■ Short exercise ■
Please copy the records from their start through the line containing "(1113, 581)", requests included, with each point coordinate in the answers scaled by 0.6 and rounded to a whole number, halves rounding up. Omit the pictures.

■ Rows ■
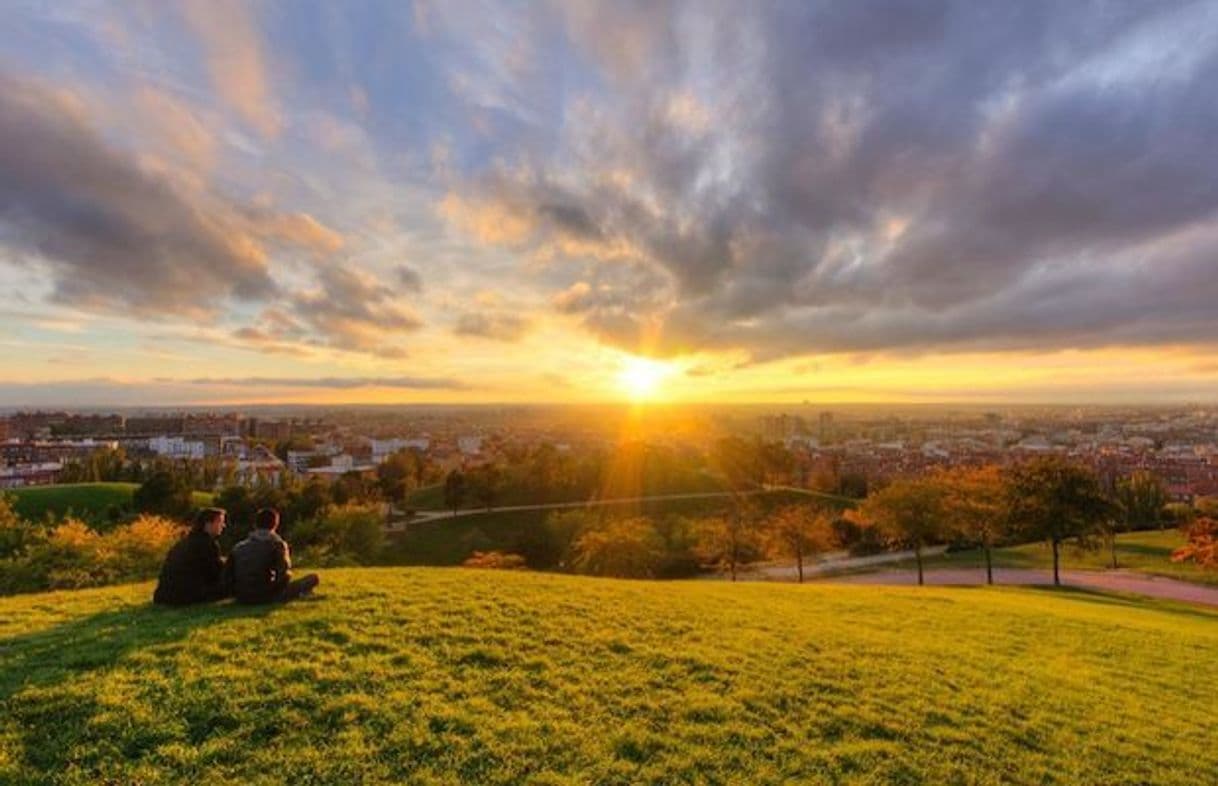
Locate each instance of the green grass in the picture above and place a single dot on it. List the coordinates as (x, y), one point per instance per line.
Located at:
(1147, 552)
(90, 501)
(448, 675)
(446, 541)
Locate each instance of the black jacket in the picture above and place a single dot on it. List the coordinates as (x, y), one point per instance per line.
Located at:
(261, 567)
(193, 572)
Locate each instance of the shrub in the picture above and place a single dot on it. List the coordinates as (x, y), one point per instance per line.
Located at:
(496, 561)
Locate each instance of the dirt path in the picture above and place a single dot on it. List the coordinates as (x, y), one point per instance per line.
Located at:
(1113, 581)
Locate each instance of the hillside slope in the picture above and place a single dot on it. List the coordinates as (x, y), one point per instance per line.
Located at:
(448, 675)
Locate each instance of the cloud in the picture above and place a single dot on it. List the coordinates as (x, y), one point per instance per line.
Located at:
(337, 383)
(348, 310)
(115, 233)
(409, 278)
(832, 178)
(232, 43)
(496, 325)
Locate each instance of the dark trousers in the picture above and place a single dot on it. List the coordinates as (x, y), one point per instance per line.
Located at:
(300, 587)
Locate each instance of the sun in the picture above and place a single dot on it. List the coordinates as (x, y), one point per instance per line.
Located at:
(641, 378)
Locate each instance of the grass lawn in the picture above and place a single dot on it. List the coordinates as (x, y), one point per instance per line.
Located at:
(450, 541)
(90, 501)
(448, 675)
(1147, 552)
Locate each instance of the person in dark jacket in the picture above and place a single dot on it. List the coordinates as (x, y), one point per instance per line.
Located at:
(194, 568)
(261, 566)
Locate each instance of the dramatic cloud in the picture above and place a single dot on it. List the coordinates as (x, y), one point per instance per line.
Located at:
(496, 325)
(350, 310)
(118, 234)
(233, 45)
(340, 383)
(838, 177)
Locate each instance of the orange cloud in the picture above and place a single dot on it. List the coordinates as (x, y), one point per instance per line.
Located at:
(229, 35)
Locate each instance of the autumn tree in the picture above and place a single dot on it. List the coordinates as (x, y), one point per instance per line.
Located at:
(798, 531)
(910, 513)
(728, 541)
(1054, 500)
(1141, 497)
(627, 548)
(1202, 546)
(454, 490)
(973, 507)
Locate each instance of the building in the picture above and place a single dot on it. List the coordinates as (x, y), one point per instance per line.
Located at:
(177, 447)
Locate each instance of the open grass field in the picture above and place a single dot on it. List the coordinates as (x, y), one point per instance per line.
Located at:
(90, 501)
(1149, 552)
(450, 675)
(450, 541)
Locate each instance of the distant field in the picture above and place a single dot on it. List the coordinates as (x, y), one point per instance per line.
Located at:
(90, 501)
(1147, 552)
(458, 676)
(446, 541)
(432, 497)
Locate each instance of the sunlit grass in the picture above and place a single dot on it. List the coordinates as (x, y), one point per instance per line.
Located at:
(446, 675)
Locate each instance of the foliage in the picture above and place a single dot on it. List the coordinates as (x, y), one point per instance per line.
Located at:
(975, 507)
(627, 548)
(495, 561)
(454, 490)
(163, 494)
(798, 531)
(456, 676)
(350, 534)
(1141, 497)
(73, 555)
(1054, 500)
(910, 513)
(731, 540)
(1202, 546)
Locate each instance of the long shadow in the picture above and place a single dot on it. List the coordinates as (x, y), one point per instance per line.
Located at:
(1127, 600)
(54, 722)
(82, 645)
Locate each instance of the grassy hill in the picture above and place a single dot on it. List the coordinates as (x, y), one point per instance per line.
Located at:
(1147, 552)
(87, 500)
(448, 675)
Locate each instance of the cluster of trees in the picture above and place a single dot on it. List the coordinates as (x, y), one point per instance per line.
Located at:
(70, 555)
(1046, 499)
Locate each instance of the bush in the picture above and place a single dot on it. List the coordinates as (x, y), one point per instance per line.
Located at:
(496, 561)
(73, 555)
(352, 534)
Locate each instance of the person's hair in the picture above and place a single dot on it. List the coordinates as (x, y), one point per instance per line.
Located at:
(206, 516)
(266, 518)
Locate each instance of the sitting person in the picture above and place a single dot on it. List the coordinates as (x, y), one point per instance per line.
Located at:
(261, 566)
(194, 568)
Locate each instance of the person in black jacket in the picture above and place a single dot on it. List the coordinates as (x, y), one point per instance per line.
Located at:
(194, 568)
(261, 566)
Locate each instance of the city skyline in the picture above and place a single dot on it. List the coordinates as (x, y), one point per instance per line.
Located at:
(225, 202)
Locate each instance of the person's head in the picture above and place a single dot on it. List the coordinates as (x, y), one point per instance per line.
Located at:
(267, 518)
(211, 520)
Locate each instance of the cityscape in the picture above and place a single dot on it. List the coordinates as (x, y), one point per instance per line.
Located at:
(609, 392)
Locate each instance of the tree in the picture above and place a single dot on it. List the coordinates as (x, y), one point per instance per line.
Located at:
(975, 507)
(163, 494)
(454, 490)
(909, 513)
(798, 531)
(1051, 499)
(627, 548)
(1141, 497)
(731, 540)
(1202, 546)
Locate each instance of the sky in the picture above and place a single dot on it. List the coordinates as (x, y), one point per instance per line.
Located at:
(212, 201)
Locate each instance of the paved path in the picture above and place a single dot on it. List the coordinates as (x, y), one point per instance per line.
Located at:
(831, 562)
(1107, 580)
(426, 516)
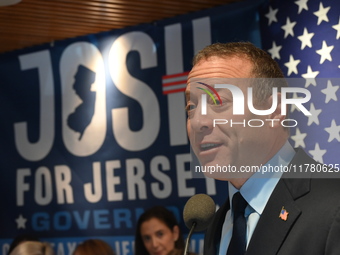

■ Solution to the exercise ■
Locate each instance of the green grass in the picture above and place a single dot on it. List the coordinates as (x, y), one point per instance per line.
Located at:
(688, 331)
(54, 301)
(269, 405)
(268, 325)
Locate each instance of the black jacket in the picture above and place a single dot on it. List the coordinates as (x, y), one point per instance per line.
Located at:
(157, 340)
(116, 343)
Locate each instance of the shrub in the picture above and place a single dot on it. List the coordinates as (x, y), one point per instance per line.
Located at:
(298, 337)
Locate each instance of the dirt path in the picture above and place a single dot on it. List the coordinates as (x, y), one point per instance per line.
Located at:
(668, 349)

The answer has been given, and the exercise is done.